__DATASET RECORDS__

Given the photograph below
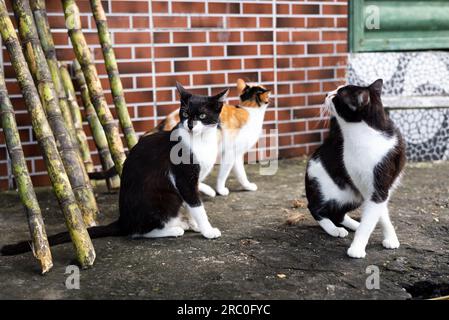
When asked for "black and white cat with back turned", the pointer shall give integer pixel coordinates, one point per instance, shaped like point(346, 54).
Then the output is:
point(161, 173)
point(358, 165)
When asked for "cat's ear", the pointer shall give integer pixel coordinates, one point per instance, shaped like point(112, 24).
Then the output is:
point(376, 86)
point(221, 97)
point(363, 98)
point(265, 97)
point(183, 92)
point(241, 85)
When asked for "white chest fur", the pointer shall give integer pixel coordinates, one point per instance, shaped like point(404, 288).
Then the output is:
point(204, 147)
point(364, 148)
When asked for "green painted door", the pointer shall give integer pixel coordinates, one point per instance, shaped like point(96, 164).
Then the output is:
point(398, 25)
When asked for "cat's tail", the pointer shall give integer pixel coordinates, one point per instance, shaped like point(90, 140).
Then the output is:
point(110, 230)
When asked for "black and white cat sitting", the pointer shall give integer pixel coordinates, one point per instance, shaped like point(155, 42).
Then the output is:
point(358, 165)
point(161, 173)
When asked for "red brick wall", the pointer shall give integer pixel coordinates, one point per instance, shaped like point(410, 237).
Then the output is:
point(296, 48)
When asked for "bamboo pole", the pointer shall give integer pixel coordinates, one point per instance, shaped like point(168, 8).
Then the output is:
point(48, 46)
point(61, 185)
point(95, 126)
point(71, 159)
point(84, 57)
point(77, 118)
point(113, 73)
point(41, 248)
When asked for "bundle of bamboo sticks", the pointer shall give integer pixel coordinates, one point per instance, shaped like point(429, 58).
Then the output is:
point(57, 120)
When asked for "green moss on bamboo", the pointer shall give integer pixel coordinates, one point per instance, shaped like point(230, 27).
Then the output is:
point(84, 249)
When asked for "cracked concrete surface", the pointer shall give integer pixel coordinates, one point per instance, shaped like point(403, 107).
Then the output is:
point(259, 256)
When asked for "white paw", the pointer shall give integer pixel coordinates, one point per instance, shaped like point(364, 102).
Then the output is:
point(184, 225)
point(339, 232)
point(194, 226)
point(356, 252)
point(250, 186)
point(208, 191)
point(223, 191)
point(391, 243)
point(177, 232)
point(211, 233)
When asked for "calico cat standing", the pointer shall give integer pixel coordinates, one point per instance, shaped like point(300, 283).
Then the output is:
point(359, 164)
point(160, 174)
point(240, 128)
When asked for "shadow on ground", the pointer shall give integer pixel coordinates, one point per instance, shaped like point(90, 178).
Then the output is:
point(259, 256)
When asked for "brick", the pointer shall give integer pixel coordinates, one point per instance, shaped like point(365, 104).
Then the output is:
point(306, 62)
point(305, 36)
point(290, 49)
point(306, 113)
point(170, 81)
point(258, 63)
point(317, 99)
point(182, 37)
point(114, 22)
point(307, 138)
point(334, 61)
point(296, 75)
point(224, 36)
point(161, 37)
point(242, 22)
point(306, 87)
point(258, 36)
point(144, 82)
point(220, 7)
point(188, 7)
point(207, 51)
point(206, 22)
point(291, 127)
point(248, 76)
point(208, 79)
point(289, 22)
point(127, 6)
point(282, 8)
point(163, 66)
point(164, 95)
point(257, 8)
point(132, 37)
point(241, 50)
point(265, 22)
point(283, 63)
point(225, 64)
point(320, 48)
point(171, 52)
point(190, 65)
point(141, 22)
point(145, 111)
point(170, 22)
point(305, 9)
point(335, 9)
point(320, 74)
point(159, 6)
point(142, 52)
point(334, 35)
point(320, 22)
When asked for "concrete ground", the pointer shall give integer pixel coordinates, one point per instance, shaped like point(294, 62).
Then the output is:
point(259, 256)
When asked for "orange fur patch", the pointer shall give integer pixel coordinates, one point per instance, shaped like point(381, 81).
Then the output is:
point(232, 117)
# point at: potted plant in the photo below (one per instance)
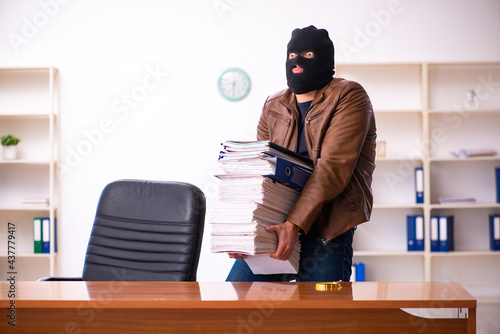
(9, 144)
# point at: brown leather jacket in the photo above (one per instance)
(340, 136)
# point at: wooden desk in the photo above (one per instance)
(189, 307)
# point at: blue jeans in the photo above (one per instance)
(318, 262)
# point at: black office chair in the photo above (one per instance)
(145, 231)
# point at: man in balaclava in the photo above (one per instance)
(330, 120)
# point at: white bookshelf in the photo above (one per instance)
(29, 109)
(421, 115)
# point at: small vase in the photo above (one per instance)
(10, 152)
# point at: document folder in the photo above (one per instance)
(37, 235)
(495, 232)
(434, 234)
(446, 233)
(45, 235)
(419, 185)
(289, 174)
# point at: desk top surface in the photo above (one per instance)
(121, 294)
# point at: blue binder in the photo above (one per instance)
(495, 232)
(434, 233)
(289, 174)
(419, 185)
(415, 232)
(446, 243)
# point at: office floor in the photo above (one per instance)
(488, 318)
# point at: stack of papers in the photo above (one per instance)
(251, 197)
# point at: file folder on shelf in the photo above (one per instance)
(45, 235)
(497, 179)
(446, 234)
(419, 185)
(415, 232)
(434, 234)
(495, 232)
(37, 235)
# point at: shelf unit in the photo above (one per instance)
(422, 115)
(29, 109)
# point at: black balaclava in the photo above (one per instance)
(318, 71)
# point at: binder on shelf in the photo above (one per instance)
(419, 185)
(497, 178)
(415, 232)
(446, 243)
(434, 234)
(495, 232)
(45, 235)
(360, 272)
(37, 235)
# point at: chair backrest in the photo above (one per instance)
(146, 231)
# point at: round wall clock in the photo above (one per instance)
(234, 84)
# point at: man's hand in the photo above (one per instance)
(287, 233)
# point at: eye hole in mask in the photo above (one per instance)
(305, 54)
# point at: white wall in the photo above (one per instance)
(105, 50)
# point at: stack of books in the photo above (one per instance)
(259, 184)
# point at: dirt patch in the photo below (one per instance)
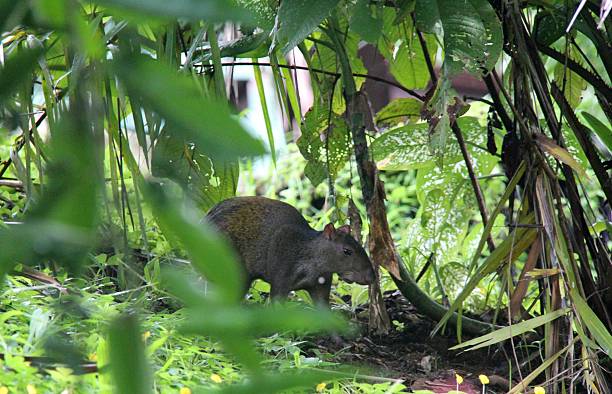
(422, 362)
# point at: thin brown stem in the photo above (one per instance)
(477, 191)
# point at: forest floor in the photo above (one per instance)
(409, 353)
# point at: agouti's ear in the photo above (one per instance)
(329, 231)
(346, 229)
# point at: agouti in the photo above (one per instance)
(276, 244)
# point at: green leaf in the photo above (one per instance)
(511, 331)
(470, 31)
(550, 146)
(549, 25)
(401, 48)
(206, 122)
(316, 129)
(592, 323)
(206, 180)
(399, 110)
(507, 252)
(364, 23)
(603, 131)
(128, 364)
(264, 108)
(208, 10)
(17, 70)
(407, 147)
(264, 12)
(572, 84)
(298, 18)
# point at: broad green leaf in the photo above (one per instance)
(208, 10)
(263, 11)
(206, 122)
(506, 252)
(364, 23)
(549, 26)
(128, 364)
(551, 147)
(325, 146)
(11, 13)
(399, 110)
(407, 147)
(401, 48)
(298, 18)
(17, 70)
(603, 131)
(590, 320)
(470, 31)
(511, 331)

__WHAT IS NEEDED__
Copy all of the items above word for word, without including the pictures.

__RESULT__
Given the photograph below
When asked for "black and white cat with back turned", the pointer shall give integer pixel coordinates, one point per instance, shaped like point(346, 54).
Then the output is:
point(161, 173)
point(358, 165)
When asked for "cat's ear", the pointer shall give integer pixel coordinates, one point per instance, shaped like point(112, 24).
Then the output is:
point(376, 86)
point(221, 97)
point(363, 98)
point(265, 97)
point(183, 92)
point(241, 85)
When asked for "white chest fur", the pointer shall give integer pixel coordinates, one point per instance, shaped like point(404, 288).
Then the output is:
point(204, 147)
point(364, 148)
When asked for "green painted door", the pointer shall give integer pixel coordinates, one point per instance, shaped like point(96, 164).
Then the output is:
point(398, 25)
When asked for "cat's tail", the pointer shall give integer pixel coordinates, one point per instance, shaped like point(90, 140).
Then the output is:
point(110, 230)
When asked for "black and white cat sitting", the pointer shall give integer pixel coordinates, one point per instance, shaped like point(155, 42).
Then the output is:
point(358, 165)
point(161, 173)
When asked for "red brick wall", the pointer shall give integer pixel coordinates, one point per instance, shaped like point(410, 237).
Then the output is:
point(296, 48)
When asked for "bamboo pole", the pointer shall give integer pixel coordinates, one point per instance, shaped like point(168, 8).
Then the output is:
point(48, 46)
point(61, 185)
point(95, 126)
point(71, 159)
point(84, 57)
point(77, 118)
point(113, 73)
point(41, 248)
When asked for "bundle of bamboo sticks", the pointer shall give integer pixel coordinates, one point per instance, shaped like point(429, 58).
Then the output is:
point(57, 120)
When asked for "green moss on bamboo", the pointer shall give integer pixel coordinates, one point per instance, shaped like point(230, 27).
Then the output is:
point(84, 249)
When asked for "cracked concrete surface", the pointer shall give integer pixel coordinates, one point per instance, shaped like point(403, 107).
Then the output is:
point(259, 256)
When asked for "white paw", the pointer shall give integer pixel coordinates, one point per instance, shaped like point(364, 102).
Then the output is:
point(184, 225)
point(339, 232)
point(194, 226)
point(356, 252)
point(250, 186)
point(208, 191)
point(223, 191)
point(391, 243)
point(177, 232)
point(211, 233)
When asked for "calico cat standing", the pointer shall give integer pixel coordinates, one point per instance, shaped like point(300, 283).
Then the output is:
point(359, 164)
point(160, 174)
point(240, 128)
When asked for "shadow on ground", the pointer shall give integer pixel coordinates, one point per instance, shaped like point(90, 178).
Then the output is:
point(259, 256)
When asked for "brick", the pointer shall give integer pixel coordinates, one point per instance, shaped like point(365, 104).
Then the output is:
point(306, 62)
point(305, 36)
point(290, 49)
point(306, 113)
point(170, 81)
point(258, 63)
point(317, 99)
point(182, 37)
point(114, 22)
point(307, 138)
point(334, 61)
point(296, 75)
point(224, 36)
point(161, 37)
point(242, 22)
point(306, 87)
point(258, 36)
point(144, 82)
point(220, 7)
point(188, 7)
point(207, 51)
point(206, 22)
point(291, 127)
point(248, 76)
point(208, 79)
point(289, 22)
point(127, 6)
point(282, 8)
point(163, 66)
point(164, 95)
point(257, 8)
point(132, 37)
point(241, 50)
point(265, 22)
point(283, 63)
point(225, 64)
point(320, 48)
point(171, 52)
point(190, 65)
point(141, 22)
point(145, 111)
point(170, 22)
point(305, 9)
point(335, 9)
point(320, 74)
point(159, 6)
point(142, 52)
point(334, 35)
point(320, 22)
When asked for "concrete ground", the pointer shall give integer pixel coordinates, one point per instance, shaped like point(294, 62).
Then the output is:
point(259, 256)
When asked for "orange fur patch", the pointer shall give integer pixel coordinates, one point per instance, shaped like point(381, 81).
Then the output is:
point(232, 117)
# point at: potted plant in the photo below (one per instance)
(9, 144)
# point at: brown leather jacket in the photo above (one per instance)
(340, 136)
# point at: wooden desk in the photo above (one per instance)
(189, 307)
# point at: blue jeans in the photo above (one per instance)
(318, 262)
# point at: black office chair in the photo above (one per instance)
(145, 231)
# point at: man in balaclava in the photo above (one per instance)
(330, 120)
# point at: white bookshelf in the photo above (one per instance)
(29, 109)
(421, 115)
# point at: small vase in the photo above (one per instance)
(10, 152)
# point at: document folder in the photo above (one per instance)
(37, 235)
(495, 232)
(434, 234)
(446, 233)
(45, 235)
(419, 185)
(289, 174)
# point at: desk top surface in the photo above (one per instance)
(121, 294)
# point at: blue binder in the photo above (one per instance)
(495, 232)
(434, 233)
(289, 174)
(419, 185)
(415, 232)
(446, 243)
# point at: office floor in the photo above (one per instance)
(488, 318)
# point at: stack of papers in the photo above (one per instance)
(251, 197)
# point at: file folder on shelf in the photo above (one per instance)
(45, 235)
(497, 179)
(446, 234)
(419, 185)
(415, 232)
(434, 234)
(495, 232)
(37, 235)
# point at: shelf unit in the photo above (one per instance)
(422, 115)
(29, 109)
# point at: black balaclava in the photo above (one per instance)
(318, 71)
# point at: binder on shelf in the photo above (one per instance)
(419, 185)
(497, 178)
(415, 232)
(446, 243)
(434, 234)
(495, 232)
(45, 235)
(360, 272)
(37, 235)
# point at: chair backrest in the photo above (one per instance)
(146, 231)
# point at: round wall clock in the photo above (one per instance)
(234, 84)
# point at: man's hand in the photo above (one per instance)
(287, 233)
# point at: eye hole in mask in the photo above (one per instance)
(305, 54)
# point at: white wall in the photo above (one per instance)
(105, 50)
# point at: stack of books in the photo above (one per instance)
(259, 184)
# point at: dirt patch in the photo below (one per instance)
(422, 362)
# point at: thin brown stem in the photo above (one per instance)
(477, 191)
# point at: forest floor in the photo above (one per instance)
(409, 353)
# point at: agouti's ear in the photo above (one per instance)
(329, 231)
(346, 229)
# point at: agouti in the photo above (one per instance)
(276, 244)
# point at: green leaf in the photo above (one per instance)
(511, 331)
(470, 31)
(550, 146)
(549, 25)
(401, 48)
(206, 122)
(316, 129)
(592, 323)
(206, 180)
(399, 110)
(507, 252)
(364, 23)
(603, 131)
(128, 364)
(264, 108)
(208, 10)
(17, 70)
(407, 147)
(264, 12)
(572, 84)
(298, 18)
# point at: broad green leaf in the photo above (one per instance)
(208, 10)
(263, 11)
(206, 122)
(506, 252)
(364, 23)
(549, 26)
(128, 364)
(551, 147)
(325, 146)
(11, 13)
(399, 110)
(407, 147)
(401, 48)
(298, 18)
(17, 70)
(603, 131)
(590, 320)
(470, 31)
(511, 331)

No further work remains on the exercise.